シリーズ「極地からのメッセージ」第4回
- 2015.12.30
- 第4回 メルマガ
- シリーズ「極地からのメッセージ」
白瀬中尉の見果てぬ南極の夢を追って
夢を追う男 阿部 雅龍
浅草で人力車をひく(2015年11月) |
大和雪原を踏んで南極点まで単独徒歩で到達する。その夢を抱いたのは、幼い頃からの白瀬中尉への憧憬があるからに違いありません。
白瀬中尉を初めて知ったのは僕が10歳の時。「未知の世界を開いた探検(金の星社)」という学習漫画からです。学校推薦図書の購入用紙が小学生達に配られていました。用紙に欲しい本を記入すれば購入できて届くという仕組みです。僕が購入をせがんだのか、母が買い与えたのかは記憶にありません。
届いた本を読み、大航海時代の英雄たちや桜蘭発見のスヴェン・ヘディンの冒険譚に不思議とわいてくる興奮を抑えられなかったのを覚えています。本の中にはアムンゼンとスコットの南極点の争奪戦もあり、その中の一枚の写真に目が釘付けになりました。それは、白瀬中尉が旭日旗を大和雪原に立てている”あの”写真でした。僕にはうなだれているように見えました。写真の後のマンガの一コマに、我々日本人は状況の厳しい中で最善を尽くしたんだ、と涙を流しながら言う白瀬中尉の姿が印象的でした。
世紀の南極点争奪戦に日本人が加わっていた事、それが僕と同じ秋田県民である事に、驚きました。困難に対して克己心を持ち、知恵と勇気で立ち向かう。本で読んだ探検家・冒険家の姿は子供の僕にとってヒーローでした。こんな風な生き方をしてみたい。素直に子供心にそう感じる。でも、現実の小学生の頃の僕は運動もできないし身体も弱く、先生がクラスの皆に「自由に班を作りなさい」と言ったら、誰も班に入れてくれなくて1人だけ溢れてしまう。そんな子供で、とても冒険をしようなんて思えませんでした。

## 作業内容
(a) 白瀬中尉への憧れを綴った文章にある「世紀の南極点争奪戦に日本人が加わっていた事、それが僕と同じ秋田県民である事に、驚きました。」という一文を英語に訳してください。
(b) 白瀬中尉への憧れを綴った文章を、最後の文に続けて書き進めてください。

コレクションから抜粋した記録
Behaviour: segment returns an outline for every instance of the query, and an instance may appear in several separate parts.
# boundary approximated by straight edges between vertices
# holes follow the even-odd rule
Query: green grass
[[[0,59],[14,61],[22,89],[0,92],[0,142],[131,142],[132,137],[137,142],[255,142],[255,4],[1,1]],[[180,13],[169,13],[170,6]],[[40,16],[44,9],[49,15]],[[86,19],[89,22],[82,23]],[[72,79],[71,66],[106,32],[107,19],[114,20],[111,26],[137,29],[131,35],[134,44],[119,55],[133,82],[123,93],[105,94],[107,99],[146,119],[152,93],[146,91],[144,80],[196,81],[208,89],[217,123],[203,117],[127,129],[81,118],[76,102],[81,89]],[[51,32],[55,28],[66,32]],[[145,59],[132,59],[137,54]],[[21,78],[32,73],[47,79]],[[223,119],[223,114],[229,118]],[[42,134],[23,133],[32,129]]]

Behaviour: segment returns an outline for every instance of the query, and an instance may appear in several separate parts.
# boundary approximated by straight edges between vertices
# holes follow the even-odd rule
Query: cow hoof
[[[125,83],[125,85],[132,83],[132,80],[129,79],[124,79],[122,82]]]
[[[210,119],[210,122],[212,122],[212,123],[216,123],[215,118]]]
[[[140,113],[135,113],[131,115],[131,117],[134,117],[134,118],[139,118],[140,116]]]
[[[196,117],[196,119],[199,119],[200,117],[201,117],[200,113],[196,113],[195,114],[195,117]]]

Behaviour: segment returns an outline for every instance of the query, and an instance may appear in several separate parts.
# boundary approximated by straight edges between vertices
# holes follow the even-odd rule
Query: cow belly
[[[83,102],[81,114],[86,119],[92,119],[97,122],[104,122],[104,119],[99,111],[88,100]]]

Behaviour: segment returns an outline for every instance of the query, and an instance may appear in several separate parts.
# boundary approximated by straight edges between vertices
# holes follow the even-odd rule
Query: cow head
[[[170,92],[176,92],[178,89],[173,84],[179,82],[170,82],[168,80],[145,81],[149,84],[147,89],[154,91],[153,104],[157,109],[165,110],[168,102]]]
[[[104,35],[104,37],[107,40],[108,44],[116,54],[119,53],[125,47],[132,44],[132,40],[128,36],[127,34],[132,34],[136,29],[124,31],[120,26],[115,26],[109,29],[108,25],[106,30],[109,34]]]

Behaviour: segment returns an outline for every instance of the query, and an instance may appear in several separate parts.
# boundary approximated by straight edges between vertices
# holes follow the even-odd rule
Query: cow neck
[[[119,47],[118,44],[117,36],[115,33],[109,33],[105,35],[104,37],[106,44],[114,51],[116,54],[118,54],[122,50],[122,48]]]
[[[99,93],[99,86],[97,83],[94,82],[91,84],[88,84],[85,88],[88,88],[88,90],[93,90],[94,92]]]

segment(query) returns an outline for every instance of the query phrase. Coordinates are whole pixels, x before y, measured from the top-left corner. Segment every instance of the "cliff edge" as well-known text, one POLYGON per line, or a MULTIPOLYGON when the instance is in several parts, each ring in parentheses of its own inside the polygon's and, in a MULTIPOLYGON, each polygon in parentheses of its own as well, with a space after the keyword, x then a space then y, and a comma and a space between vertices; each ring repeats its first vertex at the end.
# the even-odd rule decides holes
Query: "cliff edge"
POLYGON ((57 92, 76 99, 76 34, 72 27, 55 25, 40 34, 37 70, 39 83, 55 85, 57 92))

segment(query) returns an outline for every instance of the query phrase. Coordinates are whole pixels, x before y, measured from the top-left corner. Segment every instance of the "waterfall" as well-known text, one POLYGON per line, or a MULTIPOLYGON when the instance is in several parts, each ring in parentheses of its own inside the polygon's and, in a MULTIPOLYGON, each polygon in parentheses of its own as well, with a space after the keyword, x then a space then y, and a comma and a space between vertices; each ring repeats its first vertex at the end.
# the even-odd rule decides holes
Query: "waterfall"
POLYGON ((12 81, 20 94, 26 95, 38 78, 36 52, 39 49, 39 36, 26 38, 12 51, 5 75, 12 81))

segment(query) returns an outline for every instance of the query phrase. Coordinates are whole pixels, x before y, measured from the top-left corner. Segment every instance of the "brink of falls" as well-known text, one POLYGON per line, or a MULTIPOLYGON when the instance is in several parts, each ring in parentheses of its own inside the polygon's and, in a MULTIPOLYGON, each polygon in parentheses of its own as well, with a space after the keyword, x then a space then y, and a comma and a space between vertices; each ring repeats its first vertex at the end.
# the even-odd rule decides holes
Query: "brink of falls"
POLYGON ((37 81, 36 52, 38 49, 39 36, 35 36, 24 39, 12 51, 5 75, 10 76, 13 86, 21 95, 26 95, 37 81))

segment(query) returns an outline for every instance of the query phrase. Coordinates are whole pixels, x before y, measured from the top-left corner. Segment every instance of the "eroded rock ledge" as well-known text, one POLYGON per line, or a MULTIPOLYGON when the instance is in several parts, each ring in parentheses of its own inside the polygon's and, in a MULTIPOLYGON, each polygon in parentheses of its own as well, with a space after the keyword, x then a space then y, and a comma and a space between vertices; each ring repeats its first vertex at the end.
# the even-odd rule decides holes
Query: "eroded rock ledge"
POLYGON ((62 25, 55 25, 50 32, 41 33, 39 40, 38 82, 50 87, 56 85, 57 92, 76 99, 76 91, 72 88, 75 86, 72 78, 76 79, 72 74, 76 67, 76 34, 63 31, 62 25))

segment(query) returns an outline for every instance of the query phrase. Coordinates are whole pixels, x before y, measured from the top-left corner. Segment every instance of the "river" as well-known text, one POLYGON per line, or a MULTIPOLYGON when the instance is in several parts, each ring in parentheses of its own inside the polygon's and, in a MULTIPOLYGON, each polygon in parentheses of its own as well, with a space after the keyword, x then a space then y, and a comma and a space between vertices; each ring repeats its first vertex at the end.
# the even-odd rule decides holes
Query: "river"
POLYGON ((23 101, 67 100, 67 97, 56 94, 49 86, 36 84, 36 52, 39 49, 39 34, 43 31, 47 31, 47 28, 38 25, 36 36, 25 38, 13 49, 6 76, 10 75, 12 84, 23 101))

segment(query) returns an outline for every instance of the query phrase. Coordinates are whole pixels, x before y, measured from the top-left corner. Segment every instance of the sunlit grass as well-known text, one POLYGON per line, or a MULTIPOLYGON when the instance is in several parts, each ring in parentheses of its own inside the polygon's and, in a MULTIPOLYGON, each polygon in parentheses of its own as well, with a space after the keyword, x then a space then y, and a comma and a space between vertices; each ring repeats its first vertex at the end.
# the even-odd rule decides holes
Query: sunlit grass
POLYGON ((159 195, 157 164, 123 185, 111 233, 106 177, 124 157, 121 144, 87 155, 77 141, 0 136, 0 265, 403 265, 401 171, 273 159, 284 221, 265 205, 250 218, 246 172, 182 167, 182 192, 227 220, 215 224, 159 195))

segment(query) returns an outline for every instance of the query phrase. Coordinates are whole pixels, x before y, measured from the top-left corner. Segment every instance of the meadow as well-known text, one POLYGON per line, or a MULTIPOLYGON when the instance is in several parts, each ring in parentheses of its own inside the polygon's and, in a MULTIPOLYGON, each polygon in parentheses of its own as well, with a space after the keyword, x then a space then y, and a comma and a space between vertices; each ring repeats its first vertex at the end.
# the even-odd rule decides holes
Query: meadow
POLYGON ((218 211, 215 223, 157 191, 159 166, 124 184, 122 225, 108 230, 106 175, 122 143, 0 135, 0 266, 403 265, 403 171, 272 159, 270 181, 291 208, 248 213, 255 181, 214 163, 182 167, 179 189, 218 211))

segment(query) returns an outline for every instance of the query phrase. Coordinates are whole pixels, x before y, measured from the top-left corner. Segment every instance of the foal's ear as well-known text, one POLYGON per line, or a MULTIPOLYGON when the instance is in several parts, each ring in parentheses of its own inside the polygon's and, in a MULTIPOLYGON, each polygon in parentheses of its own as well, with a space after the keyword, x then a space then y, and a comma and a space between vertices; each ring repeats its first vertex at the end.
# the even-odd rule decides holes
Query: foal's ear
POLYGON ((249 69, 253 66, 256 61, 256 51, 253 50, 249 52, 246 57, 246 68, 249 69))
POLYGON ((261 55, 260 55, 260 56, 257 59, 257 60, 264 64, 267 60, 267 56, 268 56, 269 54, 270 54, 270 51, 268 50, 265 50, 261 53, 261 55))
---
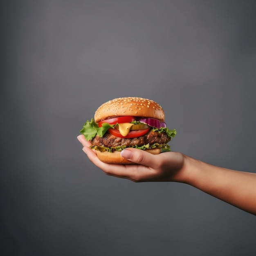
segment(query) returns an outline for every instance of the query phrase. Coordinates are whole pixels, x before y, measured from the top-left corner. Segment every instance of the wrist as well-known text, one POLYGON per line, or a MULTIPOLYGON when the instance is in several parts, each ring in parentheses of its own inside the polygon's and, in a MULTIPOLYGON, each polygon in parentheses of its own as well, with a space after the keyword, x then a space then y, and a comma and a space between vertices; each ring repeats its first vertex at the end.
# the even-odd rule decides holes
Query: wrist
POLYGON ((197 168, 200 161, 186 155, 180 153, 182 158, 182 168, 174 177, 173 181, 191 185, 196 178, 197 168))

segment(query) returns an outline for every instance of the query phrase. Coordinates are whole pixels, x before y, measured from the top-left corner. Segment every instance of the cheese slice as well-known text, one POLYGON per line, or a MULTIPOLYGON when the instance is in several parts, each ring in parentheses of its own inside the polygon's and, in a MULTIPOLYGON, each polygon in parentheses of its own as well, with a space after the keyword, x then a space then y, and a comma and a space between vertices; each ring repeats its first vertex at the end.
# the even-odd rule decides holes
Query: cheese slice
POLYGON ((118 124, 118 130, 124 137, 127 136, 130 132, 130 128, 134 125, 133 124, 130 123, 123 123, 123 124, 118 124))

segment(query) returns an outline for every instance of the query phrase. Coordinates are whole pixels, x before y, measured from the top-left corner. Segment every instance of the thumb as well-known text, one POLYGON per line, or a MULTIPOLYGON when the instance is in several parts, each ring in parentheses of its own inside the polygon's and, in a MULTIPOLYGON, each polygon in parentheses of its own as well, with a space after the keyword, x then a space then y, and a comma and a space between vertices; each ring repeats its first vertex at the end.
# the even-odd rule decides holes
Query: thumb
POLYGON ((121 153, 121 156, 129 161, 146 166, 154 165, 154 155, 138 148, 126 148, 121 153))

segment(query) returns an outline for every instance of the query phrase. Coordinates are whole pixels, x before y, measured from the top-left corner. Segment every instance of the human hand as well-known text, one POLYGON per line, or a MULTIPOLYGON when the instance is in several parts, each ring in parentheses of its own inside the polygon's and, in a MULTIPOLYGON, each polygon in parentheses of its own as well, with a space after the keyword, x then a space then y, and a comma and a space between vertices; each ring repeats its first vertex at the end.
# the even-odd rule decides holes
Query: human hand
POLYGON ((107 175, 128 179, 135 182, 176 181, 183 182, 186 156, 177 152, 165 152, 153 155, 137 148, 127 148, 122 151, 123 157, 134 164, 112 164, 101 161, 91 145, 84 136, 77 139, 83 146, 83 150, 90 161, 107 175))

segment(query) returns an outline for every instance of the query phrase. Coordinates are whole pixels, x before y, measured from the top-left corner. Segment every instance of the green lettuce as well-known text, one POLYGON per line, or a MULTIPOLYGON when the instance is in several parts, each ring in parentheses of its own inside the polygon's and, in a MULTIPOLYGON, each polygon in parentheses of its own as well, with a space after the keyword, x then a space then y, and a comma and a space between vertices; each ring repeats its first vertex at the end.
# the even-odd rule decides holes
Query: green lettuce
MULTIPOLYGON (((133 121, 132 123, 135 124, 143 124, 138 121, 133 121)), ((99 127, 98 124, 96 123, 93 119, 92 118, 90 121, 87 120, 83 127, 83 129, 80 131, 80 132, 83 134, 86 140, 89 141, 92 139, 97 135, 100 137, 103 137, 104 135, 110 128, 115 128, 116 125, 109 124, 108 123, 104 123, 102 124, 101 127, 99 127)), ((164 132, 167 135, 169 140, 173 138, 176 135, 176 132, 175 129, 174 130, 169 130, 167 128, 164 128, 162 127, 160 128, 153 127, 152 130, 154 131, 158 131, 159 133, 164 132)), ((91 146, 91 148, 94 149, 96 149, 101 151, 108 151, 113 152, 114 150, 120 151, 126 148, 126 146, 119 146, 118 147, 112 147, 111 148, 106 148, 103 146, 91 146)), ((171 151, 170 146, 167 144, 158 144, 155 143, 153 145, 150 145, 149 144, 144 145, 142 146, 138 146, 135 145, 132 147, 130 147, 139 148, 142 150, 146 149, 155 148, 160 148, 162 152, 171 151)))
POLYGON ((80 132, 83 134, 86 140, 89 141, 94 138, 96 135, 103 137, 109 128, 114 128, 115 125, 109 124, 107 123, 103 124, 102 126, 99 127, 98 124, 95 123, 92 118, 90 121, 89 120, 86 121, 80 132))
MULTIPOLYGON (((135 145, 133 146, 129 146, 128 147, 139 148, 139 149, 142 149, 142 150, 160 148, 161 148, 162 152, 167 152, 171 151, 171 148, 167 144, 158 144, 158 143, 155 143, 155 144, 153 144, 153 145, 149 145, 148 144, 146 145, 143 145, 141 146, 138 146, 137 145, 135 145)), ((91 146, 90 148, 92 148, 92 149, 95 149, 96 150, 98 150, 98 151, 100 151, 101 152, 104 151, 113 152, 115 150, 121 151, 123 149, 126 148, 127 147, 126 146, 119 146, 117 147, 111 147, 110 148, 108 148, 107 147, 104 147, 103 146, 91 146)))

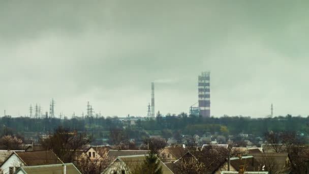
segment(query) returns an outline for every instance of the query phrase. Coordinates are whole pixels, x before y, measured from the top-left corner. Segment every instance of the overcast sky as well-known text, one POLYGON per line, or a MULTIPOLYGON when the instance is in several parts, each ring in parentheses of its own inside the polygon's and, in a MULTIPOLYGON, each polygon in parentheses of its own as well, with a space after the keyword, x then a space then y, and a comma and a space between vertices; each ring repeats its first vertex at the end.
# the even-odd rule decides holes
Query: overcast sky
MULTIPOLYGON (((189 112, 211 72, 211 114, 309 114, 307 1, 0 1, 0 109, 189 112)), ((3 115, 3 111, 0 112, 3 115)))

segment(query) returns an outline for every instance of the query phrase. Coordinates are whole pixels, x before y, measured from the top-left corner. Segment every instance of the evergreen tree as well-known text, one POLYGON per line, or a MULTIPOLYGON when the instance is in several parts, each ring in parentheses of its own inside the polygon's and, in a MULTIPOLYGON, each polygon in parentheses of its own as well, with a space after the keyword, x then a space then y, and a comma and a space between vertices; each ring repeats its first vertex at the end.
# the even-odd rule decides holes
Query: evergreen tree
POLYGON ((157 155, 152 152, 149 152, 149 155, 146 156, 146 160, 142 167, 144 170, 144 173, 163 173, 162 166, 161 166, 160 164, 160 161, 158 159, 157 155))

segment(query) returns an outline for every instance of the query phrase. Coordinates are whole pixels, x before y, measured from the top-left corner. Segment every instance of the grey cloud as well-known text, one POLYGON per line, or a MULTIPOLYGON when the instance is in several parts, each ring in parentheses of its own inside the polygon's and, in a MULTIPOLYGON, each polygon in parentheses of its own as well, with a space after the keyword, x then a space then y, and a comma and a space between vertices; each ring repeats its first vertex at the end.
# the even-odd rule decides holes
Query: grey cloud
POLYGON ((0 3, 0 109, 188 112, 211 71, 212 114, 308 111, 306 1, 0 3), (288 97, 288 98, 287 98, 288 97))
...
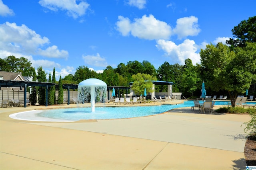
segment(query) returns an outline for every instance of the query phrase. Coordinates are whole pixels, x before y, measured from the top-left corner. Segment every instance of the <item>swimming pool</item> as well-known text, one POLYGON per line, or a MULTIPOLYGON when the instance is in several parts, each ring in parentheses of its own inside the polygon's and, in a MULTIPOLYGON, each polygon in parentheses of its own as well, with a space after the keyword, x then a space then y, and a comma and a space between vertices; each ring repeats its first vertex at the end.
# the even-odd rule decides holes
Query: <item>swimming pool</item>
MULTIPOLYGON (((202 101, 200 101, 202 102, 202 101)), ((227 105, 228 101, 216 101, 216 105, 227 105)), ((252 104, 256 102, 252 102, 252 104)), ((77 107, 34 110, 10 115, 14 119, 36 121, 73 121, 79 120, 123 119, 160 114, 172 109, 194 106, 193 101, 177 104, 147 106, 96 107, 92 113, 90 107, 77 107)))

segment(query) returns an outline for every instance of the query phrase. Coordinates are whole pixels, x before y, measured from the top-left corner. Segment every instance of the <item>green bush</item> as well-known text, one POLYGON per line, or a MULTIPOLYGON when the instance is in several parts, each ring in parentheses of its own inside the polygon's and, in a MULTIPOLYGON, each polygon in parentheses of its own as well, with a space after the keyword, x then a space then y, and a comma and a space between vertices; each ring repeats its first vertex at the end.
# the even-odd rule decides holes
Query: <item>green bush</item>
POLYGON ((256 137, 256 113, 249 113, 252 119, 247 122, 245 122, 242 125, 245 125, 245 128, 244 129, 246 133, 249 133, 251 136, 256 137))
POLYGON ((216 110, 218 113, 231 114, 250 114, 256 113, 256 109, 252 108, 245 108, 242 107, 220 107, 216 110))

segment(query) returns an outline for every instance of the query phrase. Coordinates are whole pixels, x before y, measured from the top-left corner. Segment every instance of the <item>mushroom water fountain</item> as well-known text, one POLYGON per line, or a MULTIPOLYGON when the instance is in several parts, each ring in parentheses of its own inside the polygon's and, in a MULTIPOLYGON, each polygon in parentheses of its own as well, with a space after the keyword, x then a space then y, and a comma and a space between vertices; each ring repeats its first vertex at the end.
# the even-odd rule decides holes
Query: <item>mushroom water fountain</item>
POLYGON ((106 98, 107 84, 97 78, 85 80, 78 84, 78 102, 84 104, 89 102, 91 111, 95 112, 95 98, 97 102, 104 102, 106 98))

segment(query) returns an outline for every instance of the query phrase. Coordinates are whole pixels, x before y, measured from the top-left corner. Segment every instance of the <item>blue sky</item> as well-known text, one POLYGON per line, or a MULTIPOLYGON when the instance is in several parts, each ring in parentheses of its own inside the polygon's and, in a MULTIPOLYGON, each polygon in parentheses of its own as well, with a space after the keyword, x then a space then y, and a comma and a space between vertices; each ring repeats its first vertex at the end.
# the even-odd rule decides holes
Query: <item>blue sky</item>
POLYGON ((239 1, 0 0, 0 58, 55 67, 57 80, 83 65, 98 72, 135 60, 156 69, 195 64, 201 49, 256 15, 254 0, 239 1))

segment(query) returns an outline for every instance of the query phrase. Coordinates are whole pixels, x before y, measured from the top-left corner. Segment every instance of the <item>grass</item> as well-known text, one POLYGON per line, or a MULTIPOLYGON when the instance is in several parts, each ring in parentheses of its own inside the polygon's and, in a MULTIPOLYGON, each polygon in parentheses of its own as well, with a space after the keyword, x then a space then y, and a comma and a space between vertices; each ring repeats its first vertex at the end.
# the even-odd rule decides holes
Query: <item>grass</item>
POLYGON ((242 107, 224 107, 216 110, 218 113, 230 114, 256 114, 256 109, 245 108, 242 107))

## 最終結果
(a) I was surprised that a Japanese person had taken part in the century's race to the South Pole, and that this person was from Akita Prefecture, the same as me.

(b)
少年期の僕には2つの居場所がありました。1つは本の世界の中。本を読んでいると、どんな人にもなれた。読書する事で憧れの英雄の人生を追体験する事が出来ました。もう1つは自然の中。秋田の農村で育った僕は、野山を走り周る事が1番の遊びでした。野山を走ってグミの木の実を食べ、野ウサギを追い、裏山に落木で作った秘密基地を作って寝転がる。大人と同級生の白い目はない。自然はいつも平等に僕を扱ってくれる。皆に上手く溶け込めない僕にとって、この2つが数少ない居場所でした。
気が弱くて周りに溶け込めないのは大学生になっても変わりませんでした。大学生になっても幼い頃に見た冒険家達への憧れは心の中にずっとあります。憧れた彼らのようになりたい。でも行動をおこす勇気がない。気付けば就職活動をする頃になっていました。考えて見れば、やりたい仕事も、したい勉強もない。人生に行き詰まりを感じていました。どうやって生きて行ったら良いのか分からない。
「笑って死ねる人生がいい。」
この言葉に出逢ったのはこの時です。人生で何をしたら良いのか分からずネットを見ていると、世界で初めて北極と南極を単独徒歩横断した極地冒険家・大場満郎さんの記事を見つけました。インタビュアーの、「なぜ冒険をするのか」という問いに、「人生は一度しかない。笑って死ねるような後悔しない人生にしたいから冒険している。」といった感じの事を答えていました。衝撃でした。このまま夢を諦めたら僕は一生変われない。人生は一度だからこそ、後悔がないように生きたい。大場さんのような人に僕もなりたい。気付けば大学に休学届けをつきだして、大場さんに手紙を書いていました。「あなたのようになりたい。何でもする。傍に置いて欲しい。」彼の主宰する冒険学校という自然学校のような場所に転がり込んだのが始まりです。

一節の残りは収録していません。